§ BRIEF: Whenever an image turns up, omit it and return the remaining data exactly.

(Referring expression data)

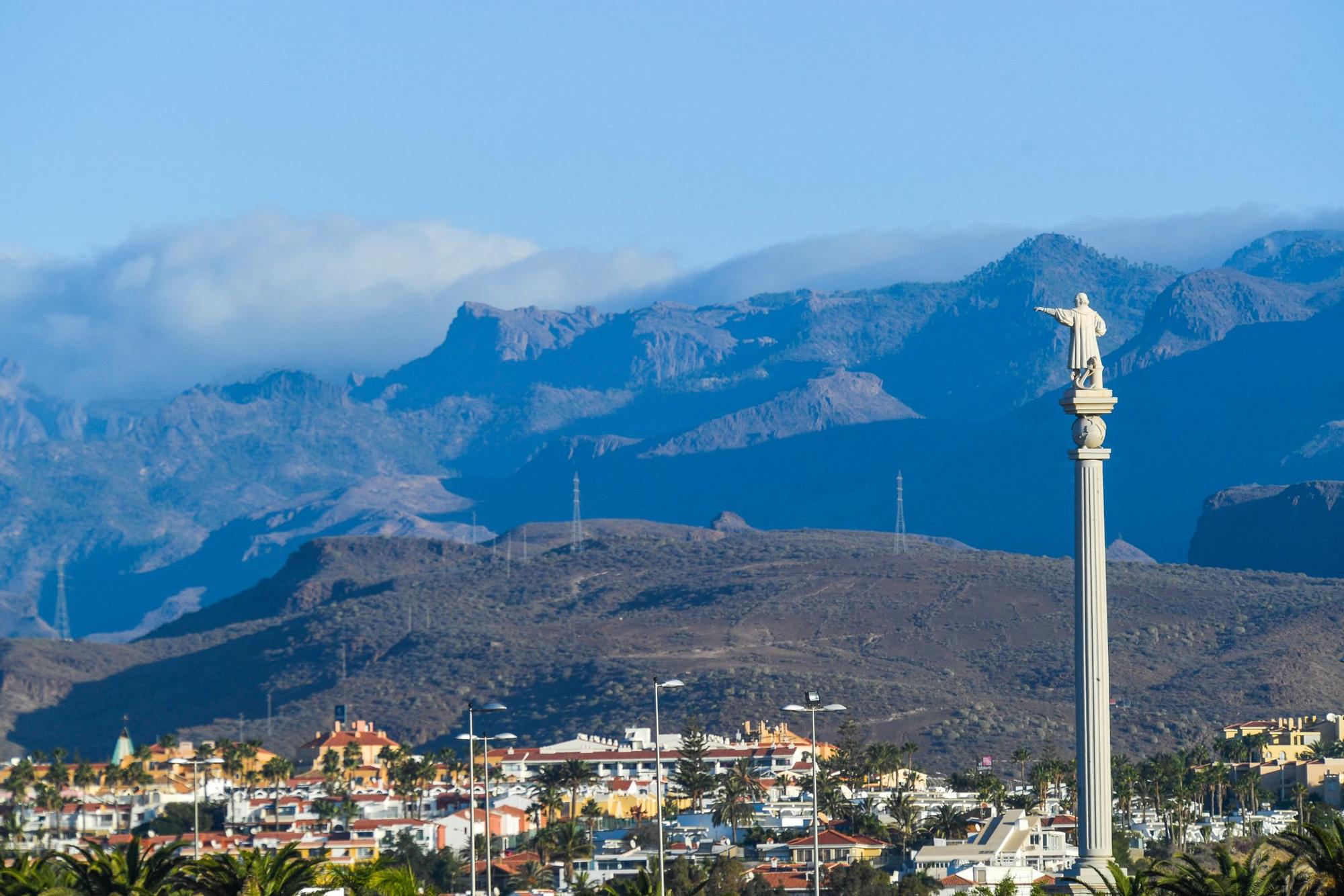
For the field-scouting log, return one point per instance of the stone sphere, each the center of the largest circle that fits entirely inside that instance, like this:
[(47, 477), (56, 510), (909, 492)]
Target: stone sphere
[(1089, 432)]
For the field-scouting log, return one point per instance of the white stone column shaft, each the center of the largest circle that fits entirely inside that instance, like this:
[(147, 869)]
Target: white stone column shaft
[(1092, 679)]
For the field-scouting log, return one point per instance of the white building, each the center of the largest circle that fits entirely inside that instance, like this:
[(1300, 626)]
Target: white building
[(1010, 840)]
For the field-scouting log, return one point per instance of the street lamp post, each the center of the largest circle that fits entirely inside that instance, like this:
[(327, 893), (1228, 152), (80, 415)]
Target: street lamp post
[(196, 796), (471, 778), (658, 772), (812, 707), (486, 757)]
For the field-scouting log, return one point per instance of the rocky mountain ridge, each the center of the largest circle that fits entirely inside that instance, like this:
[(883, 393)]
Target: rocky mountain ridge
[(1273, 527), (411, 629), (773, 389)]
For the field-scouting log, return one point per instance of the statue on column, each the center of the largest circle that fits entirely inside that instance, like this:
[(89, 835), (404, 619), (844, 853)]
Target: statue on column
[(1084, 355)]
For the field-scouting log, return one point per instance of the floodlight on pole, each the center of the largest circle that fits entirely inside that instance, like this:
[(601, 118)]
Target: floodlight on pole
[(472, 710), (486, 761), (812, 709), (196, 796), (671, 684)]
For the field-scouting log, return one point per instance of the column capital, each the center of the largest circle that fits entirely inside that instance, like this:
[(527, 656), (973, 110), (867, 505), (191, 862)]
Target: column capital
[(1088, 402)]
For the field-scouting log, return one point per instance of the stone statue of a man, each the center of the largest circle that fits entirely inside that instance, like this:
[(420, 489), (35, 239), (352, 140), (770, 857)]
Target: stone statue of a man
[(1087, 326)]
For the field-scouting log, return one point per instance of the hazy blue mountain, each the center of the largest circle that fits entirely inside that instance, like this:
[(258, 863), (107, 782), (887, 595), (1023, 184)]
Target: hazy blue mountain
[(1296, 529), (792, 409), (1294, 257)]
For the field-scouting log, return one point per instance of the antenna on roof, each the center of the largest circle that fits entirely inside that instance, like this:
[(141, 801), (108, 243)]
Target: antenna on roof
[(898, 542), (62, 617), (577, 526)]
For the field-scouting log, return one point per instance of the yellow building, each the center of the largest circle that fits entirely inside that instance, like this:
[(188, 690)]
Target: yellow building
[(1288, 738), (369, 741)]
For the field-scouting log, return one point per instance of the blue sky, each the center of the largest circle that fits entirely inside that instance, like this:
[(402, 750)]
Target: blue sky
[(704, 130), (197, 193)]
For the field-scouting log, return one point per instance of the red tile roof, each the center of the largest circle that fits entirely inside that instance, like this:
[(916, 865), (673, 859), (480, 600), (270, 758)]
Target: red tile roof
[(372, 824), (335, 740), (837, 839)]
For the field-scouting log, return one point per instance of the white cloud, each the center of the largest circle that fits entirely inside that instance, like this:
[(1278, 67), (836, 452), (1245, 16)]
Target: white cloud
[(229, 300), (233, 299)]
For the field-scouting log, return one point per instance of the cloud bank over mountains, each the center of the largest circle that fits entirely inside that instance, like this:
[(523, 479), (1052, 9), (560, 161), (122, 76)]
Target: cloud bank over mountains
[(226, 300), (333, 295)]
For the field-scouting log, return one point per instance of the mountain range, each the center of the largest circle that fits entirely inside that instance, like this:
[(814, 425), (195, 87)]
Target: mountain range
[(964, 651), (794, 410)]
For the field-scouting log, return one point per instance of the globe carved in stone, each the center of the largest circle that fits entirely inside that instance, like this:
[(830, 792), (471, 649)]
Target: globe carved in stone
[(1089, 432)]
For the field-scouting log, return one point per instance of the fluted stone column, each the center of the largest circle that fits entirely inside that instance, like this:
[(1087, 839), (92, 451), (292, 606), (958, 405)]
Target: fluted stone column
[(1092, 666)]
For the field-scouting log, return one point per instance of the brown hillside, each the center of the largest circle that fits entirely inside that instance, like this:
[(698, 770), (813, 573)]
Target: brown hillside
[(967, 652)]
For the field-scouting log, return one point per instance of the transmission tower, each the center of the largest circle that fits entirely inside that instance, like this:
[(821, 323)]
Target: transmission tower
[(898, 543), (62, 608), (577, 527)]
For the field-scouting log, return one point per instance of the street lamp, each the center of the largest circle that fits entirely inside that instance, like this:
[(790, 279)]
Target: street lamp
[(658, 772), (196, 796), (471, 778), (812, 707)]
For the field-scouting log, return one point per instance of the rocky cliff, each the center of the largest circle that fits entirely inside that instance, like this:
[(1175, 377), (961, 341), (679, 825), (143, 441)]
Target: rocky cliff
[(1273, 527)]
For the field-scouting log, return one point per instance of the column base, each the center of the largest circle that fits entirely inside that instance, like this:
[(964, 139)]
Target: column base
[(1088, 878)]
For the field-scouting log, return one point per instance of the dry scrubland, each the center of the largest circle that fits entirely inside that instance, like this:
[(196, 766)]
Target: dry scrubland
[(967, 652)]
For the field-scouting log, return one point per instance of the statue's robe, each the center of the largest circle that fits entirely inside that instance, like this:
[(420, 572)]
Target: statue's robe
[(1087, 327)]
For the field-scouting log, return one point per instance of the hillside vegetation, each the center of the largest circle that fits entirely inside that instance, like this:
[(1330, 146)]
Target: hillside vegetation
[(968, 652)]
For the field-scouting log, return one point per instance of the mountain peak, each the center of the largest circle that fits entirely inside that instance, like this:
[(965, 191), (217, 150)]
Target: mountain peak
[(1294, 256), (290, 385)]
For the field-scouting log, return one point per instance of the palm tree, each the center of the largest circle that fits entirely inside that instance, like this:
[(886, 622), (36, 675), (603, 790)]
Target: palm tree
[(143, 756), (948, 823), (1299, 793), (532, 877), (569, 843), (394, 882), (885, 758), (584, 886), (1257, 877), (260, 874), (49, 799), (909, 749), (733, 804), (577, 774), (639, 886), (1022, 757), (333, 772), (278, 770), (327, 811), (1120, 883), (902, 808), (84, 780), (29, 877), (592, 813), (351, 758), (100, 871), (22, 777), (1316, 858)]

§ SOLUTION TO THE PROBLEM:
For the field-scouting log, return one point per instance of the stone sphere, each the center of the largest circle that fits entirely inside that instance, like this:
[(47, 477), (56, 510), (909, 492)]
Target: stone sphere
[(1089, 432)]
For the field-scouting log, return one point per instance of the white stone column shaft, each the center of the largest circle that fits entirely inside that instance, like this:
[(147, 869)]
Target: white stone column shaft
[(1092, 679)]
For the field-scouting log, return one point per instance of the white building, each the center of the largest circle that fits entirely inside that instance, like this:
[(1300, 626)]
Target: white building
[(1010, 840)]
For the field-scouting log, return one point per instance of the street lamp post, each the center of the largest circle that fits entirely inside that instance, like this:
[(327, 893), (1228, 152), (80, 415)]
Target: street lamp post
[(196, 796), (471, 778), (658, 772), (812, 707), (486, 757)]
For the field-scouting log, return one point per instance of the rocky mountain ridge, each the center of the largest circle that fits entirely inside that instance, like this:
[(883, 393)]
Target: rocky mountain ridge
[(1273, 527), (411, 629), (773, 389)]
For the field-scouting log, return one point per instance of the statue on column, each the center of the largest circle that fits entirely inside that instance, like this:
[(89, 835), (404, 619), (844, 853)]
Target: statue on column
[(1084, 355)]
For the field-scouting log, return one point per instance of the floodlight on pole, each the center of the largest circle that fits entirely inside that instance, like this:
[(601, 118)]
Target: floodlight on pole
[(472, 710), (486, 761), (812, 709), (196, 796), (671, 684)]
For the field-scouting log, return one point per instance of the column capital, each the center of the largest circle that fits entirely inside that instance, like this:
[(527, 656), (973, 110), (867, 505), (191, 862)]
Target: column capital
[(1088, 402)]
For the field-scouting log, return one point per instance of the stone statue of a man, each the center of the largest circle that fits entirely inside that instance, like this:
[(420, 489), (35, 239), (352, 140), (770, 857)]
Target: stone statue of a man
[(1087, 326)]
For the field-scouting log, return one point per instance of the hazy blue mountain, each the center of the largest circle that fits entirely inside that instance, like this:
[(258, 863), (107, 782), (887, 595), (1023, 184)]
Target: hazy blue mountain
[(1296, 529), (792, 409), (1294, 257)]
For the field-scouting log, return one point per instance of the antenna on roof, each the center of the largest circle that fits entirely inside that instance, like this:
[(141, 801), (108, 243)]
Target: antenna on roof
[(898, 542), (62, 617), (577, 526)]
For the field-scouting log, return one point per instance of the yellow building, each the center of the largest circle that fits entirely inside that instance, like this:
[(188, 690)]
Target: yellow building
[(1288, 738), (369, 741)]
For the field-scouting log, return one point per instance of the blue sky, each the center of the largest circle that fits entirely inside that instance, like this:
[(402, 750)]
Target: blue sky
[(704, 130), (197, 193)]
For the field-scouting log, return one point per instance of the red tile roof, each the center of the largest circle that fits entirely inside that instance, like this:
[(916, 865), (673, 859), (480, 600), (270, 758)]
Target: red tile roof
[(372, 824), (335, 740), (837, 839)]
For the field-scouting log, return one point per instance of the white cloud, each the center of the largest circle that fits entirely inside that instance, like this:
[(1278, 67), (836, 452), (1245, 16)]
Target: white cloud
[(229, 300), (233, 299)]
For the field-scouting log, return one point per instance of the cloud bank over mountains, each the center of the largest circle that fits entirely inside that instance, like this:
[(523, 479), (1052, 9), (560, 161), (122, 76)]
Target: cloud bank over mountains
[(226, 300), (333, 295)]
For the field-scouting log, return one point per instance of the mountain range, each the center of the largest circle that fits entirely inside that instance, like this:
[(814, 425), (195, 87)]
Target: mountain range
[(964, 651), (794, 410)]
For the field-scouting log, return one point per instance of the globe carved in stone, each the center of the largest circle that fits entirely inside that instance, like this:
[(830, 792), (471, 649)]
Target: globe carved in stone
[(1089, 432)]
For the field-scouting log, return one point per instance of the fluted stone column, each the center of the largest circle that fits entirely inside that instance, like this:
[(1087, 839), (92, 451), (292, 606), (958, 405)]
Target: fluted stone column
[(1092, 666)]
For the field-scouting log, return one point per instance of the brown hillside, each the center of the largest circle that fits entirely inside that instance, like this:
[(698, 770), (813, 573)]
Target: brown hillside
[(967, 652)]
For the field-scouting log, return one point per instance of the transmission tower, each the center of the largest circle that fits entirely inside that instance, like this:
[(821, 323)]
Target: transmission tower
[(898, 543), (62, 608), (577, 527)]
For the field-scouting log, return one point per instance of the street lamp, each the center of the largest circle that fits entirely inside that instance, like this:
[(790, 279)]
Target: street lamp
[(658, 772), (196, 796), (471, 778), (812, 707)]
For the field-scouting log, return one point per instance of the rocky cliff, each the center of the largest circle that fits entirely inside that instance, like this:
[(1175, 377), (961, 341), (679, 825), (143, 441)]
Target: rocky cliff
[(1273, 527)]
For the field-scouting log, return one point per instance of the column base, each the center of the largest circle that fits entirely inside that instance, like this:
[(964, 139)]
Target: column base
[(1088, 878)]
For the field-scouting log, return one point per instance of the dry scrubland, each the center of the largest circle that fits entirely inside that instance, like this:
[(196, 766)]
Target: dry scrubland
[(967, 652)]
For the field-scouting log, return one point per instance of the statue's robe, each the center of the largest circle that fits entirely inside that instance, like this:
[(420, 572)]
Target: statue's robe
[(1087, 327)]
For the field-scouting log, return one point per instance of the hillside vegetation, each the center of the largest circle that fits entirely inside that instance, like this:
[(1330, 146)]
Target: hillside vegetation
[(968, 652)]
For the field-scouting log, return one point per instance of the mountain peak, each the center of the largest circle that fits entirely inside that instance, like this:
[(965, 191), (217, 150)]
Target: mountain peak
[(1294, 256), (290, 385)]
For the field-scouting log, return one point per instance of the palm tree, each the center of the largest circle that fits entirely inside that instance, like this:
[(886, 622), (36, 675), (603, 790)]
Target: palm tree
[(143, 756), (948, 823), (1299, 793), (532, 877), (569, 843), (394, 882), (885, 758), (584, 886), (1257, 877), (260, 874), (49, 799), (909, 749), (733, 804), (577, 774), (639, 886), (1022, 757), (333, 772), (278, 770), (327, 811), (1120, 883), (902, 808), (84, 780), (29, 877), (592, 813), (351, 758), (100, 871), (22, 777), (1316, 858)]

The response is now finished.